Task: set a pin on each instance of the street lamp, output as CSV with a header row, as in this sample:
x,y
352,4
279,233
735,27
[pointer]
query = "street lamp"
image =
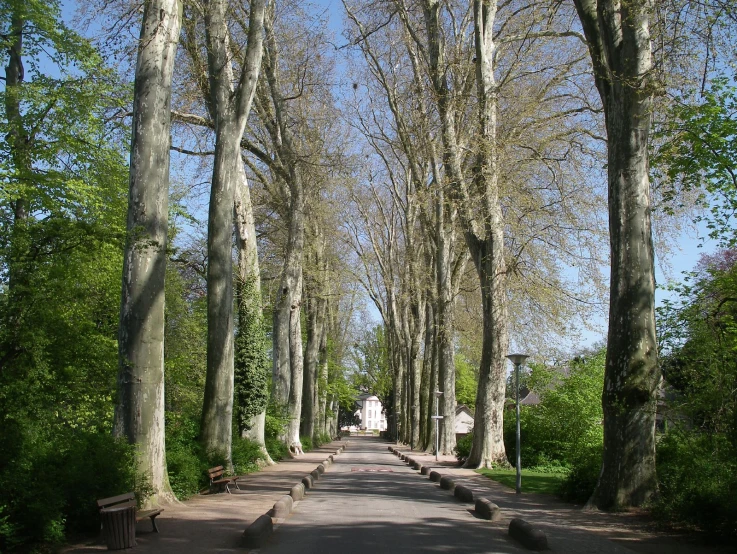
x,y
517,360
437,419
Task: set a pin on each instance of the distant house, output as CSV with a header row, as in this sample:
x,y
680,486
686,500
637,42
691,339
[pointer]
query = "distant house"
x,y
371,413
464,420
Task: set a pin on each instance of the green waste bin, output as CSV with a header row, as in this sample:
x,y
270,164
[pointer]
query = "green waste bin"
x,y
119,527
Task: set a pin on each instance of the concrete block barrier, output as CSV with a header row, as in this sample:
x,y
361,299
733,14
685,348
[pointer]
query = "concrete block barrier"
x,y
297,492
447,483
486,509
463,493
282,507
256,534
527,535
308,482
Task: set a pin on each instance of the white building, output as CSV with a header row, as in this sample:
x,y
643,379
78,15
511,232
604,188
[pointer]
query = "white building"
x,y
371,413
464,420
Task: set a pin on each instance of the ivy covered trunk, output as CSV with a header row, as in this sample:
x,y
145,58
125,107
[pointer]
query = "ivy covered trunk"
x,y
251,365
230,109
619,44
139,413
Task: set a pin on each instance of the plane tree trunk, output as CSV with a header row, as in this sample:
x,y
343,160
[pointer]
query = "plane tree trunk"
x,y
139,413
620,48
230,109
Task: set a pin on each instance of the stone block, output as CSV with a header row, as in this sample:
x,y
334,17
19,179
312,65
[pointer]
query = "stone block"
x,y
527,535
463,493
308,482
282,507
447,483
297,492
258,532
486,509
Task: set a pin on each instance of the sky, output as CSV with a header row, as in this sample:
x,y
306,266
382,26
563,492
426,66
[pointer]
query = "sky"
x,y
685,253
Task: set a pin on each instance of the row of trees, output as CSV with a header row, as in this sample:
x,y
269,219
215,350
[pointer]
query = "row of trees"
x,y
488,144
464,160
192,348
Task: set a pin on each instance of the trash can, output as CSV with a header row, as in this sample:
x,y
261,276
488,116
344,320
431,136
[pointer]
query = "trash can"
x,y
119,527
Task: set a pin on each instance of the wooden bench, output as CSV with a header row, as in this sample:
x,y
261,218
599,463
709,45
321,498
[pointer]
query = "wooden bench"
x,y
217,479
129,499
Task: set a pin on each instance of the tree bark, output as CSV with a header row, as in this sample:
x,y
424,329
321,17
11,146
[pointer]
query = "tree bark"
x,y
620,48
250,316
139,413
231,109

▬▬▬

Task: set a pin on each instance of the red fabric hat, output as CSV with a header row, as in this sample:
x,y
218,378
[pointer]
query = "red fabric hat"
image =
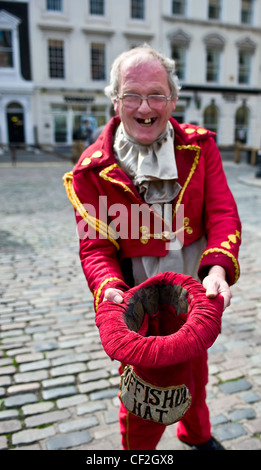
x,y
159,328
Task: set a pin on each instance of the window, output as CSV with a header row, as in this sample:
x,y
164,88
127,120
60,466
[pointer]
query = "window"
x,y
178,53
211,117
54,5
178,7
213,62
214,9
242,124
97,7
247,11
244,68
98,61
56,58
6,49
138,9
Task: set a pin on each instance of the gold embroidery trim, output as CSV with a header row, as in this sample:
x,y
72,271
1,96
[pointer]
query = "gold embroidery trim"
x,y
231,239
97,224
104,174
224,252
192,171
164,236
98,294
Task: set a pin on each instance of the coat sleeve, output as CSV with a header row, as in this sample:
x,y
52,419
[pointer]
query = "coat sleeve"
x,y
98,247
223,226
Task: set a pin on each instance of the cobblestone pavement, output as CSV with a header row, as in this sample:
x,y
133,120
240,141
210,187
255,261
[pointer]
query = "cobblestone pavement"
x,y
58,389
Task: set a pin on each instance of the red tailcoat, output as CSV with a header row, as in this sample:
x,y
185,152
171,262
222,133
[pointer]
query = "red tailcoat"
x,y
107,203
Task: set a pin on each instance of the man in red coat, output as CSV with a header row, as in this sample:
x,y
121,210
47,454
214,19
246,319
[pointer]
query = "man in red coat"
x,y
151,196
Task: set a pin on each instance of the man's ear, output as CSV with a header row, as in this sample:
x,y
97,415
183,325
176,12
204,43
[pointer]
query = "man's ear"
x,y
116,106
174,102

▬▬▬

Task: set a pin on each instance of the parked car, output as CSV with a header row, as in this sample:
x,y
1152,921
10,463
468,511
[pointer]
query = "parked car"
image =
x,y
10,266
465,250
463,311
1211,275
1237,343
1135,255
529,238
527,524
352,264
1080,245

▬▬▬

▸ Set task
Count the lines in the rows above that contain the string "fabric", matching upper and lower case exactly. Reply with only the number.

▸ Full solution
2